§ **Position annotation items**:
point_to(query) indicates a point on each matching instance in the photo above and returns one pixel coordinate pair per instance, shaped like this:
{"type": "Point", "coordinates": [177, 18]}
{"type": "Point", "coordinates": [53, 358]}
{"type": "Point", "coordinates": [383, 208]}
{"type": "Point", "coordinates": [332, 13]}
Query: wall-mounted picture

--

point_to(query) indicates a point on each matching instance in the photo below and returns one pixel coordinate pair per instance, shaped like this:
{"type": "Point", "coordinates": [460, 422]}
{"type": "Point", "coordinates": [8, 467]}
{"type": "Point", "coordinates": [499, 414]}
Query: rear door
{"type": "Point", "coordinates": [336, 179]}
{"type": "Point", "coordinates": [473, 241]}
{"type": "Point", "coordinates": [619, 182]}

§ **Short problem**:
Copy out the lines word for word, beginning with the line that contains "the photo above" and stopping after the line that contains "Query: wall-mounted picture".

§ **Exercise result**:
point_to(query) indicates a point on each matching instance in the photo above and returns one pixel coordinate pair per instance, shaped like this:
{"type": "Point", "coordinates": [177, 18]}
{"type": "Point", "coordinates": [53, 358]}
{"type": "Point", "coordinates": [383, 208]}
{"type": "Point", "coordinates": [332, 13]}
Query: wall-mounted picture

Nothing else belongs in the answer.